**Instructions to follow:**
Everything in the listing below needs to be returned word for word.

**Available records:**

((

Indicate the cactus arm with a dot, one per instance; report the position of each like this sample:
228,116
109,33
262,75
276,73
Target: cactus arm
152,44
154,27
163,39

))

**Answer section:**
Indicate the cactus arm with a dot, one per instance; report the position of each like this sample:
228,116
109,33
262,75
276,73
Target: cactus arm
152,44
154,27
163,39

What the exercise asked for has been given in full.